### OBJECTIF 1
Reproduisez fidèlement le passage de l'exhortation sur l'Amazonie qui va de « 1. L’Amazonie bien-aimée » jusqu'à « une écologie intégrale. » inclus.
### OBJECTIF 2
Selon l'exhortation sur l'Amazonie, à quelles dates le Synode s'est-il déroulé à Rome ?

### TEXTE PRÉSENTÉ
+===+

DU SAINT-PÈRE FRANÇOIS

AU PEUPLE DE DIEU  ET À TOUTES LES PERSONNES DE BONNE VOLONTÉ

CHAPITRES 1 à 3 :

1. L’Amazonie bien-aimée se présente au monde dans toute sa splendeur, son drame et son mystère. Dieu nous a fait la grâce de l’avoir tenue spécialement présente au cours du Synode qui s’est déroulé à Rome du 6 au 27 octobre, et qui s’est achevé par un texte ayant pour titre Amazonie : nouveaux chemins pour l’Église et pour une écologie intégrale.

Le sens de cette Exhortation

2. J’ai écouté les interventions pendant le Synode et j’ai lu avec intérêt les contributions des cercles mineurs. Dans cette Exhortation, je souhaite exprimer les résonnances qu’a provoquées en moi ce parcours de dialogue et de discernement. Je ne développerai pas toutes les questions abondamment exposées dans le Document de conclusion. Je ne prétends pas le remplacer ni le répéter. Je désire seulement fournir un bref cadre de réflexions qui incarne, dans la réalité amazonienne, une synthèse de certaines grandes préoccupations que j’ai exprimées dans mes documents antérieurs, et qui aide et oriente vers une réception harmonieuse, créative et fructueuse de tout le chemin synodal.

+===+

### ENREGISTREMENTS EXTRAITS
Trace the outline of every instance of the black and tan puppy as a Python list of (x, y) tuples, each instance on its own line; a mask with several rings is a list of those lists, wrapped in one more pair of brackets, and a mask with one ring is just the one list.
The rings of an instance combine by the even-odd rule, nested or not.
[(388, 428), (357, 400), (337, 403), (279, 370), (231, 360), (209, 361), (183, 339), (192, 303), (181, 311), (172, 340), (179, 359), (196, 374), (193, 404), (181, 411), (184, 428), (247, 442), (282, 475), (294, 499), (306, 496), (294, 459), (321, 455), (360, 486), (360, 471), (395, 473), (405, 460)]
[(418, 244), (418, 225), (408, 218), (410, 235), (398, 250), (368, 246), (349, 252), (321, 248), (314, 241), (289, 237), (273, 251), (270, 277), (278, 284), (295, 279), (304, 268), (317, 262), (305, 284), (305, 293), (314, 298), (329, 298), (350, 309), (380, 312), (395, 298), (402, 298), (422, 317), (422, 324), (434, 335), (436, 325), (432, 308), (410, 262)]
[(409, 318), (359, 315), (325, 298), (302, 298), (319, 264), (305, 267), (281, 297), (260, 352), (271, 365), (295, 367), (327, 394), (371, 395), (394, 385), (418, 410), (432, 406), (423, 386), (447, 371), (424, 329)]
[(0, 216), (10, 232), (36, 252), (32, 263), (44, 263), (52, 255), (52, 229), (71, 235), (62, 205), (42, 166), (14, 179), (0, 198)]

+===+

### RÉPONSE COMPLÈTE 1
1. L’Amazonie bien-aimée se présente au monde dans toute sa splendeur, son drame et son mystère. Dieu nous a fait la grâce de l’avoir tenue spécialement présente au cours du Synode qui s’est déroulé à Rome du 6 au 27 octobre, et qui s’est achevé par un texte ayant pour titre Amazonie : nouveaux chemins pour l’Église et pour une écologie intégrale.

### RÉPONSE COMPLÈTE 2
Du 6 au 27 octobre.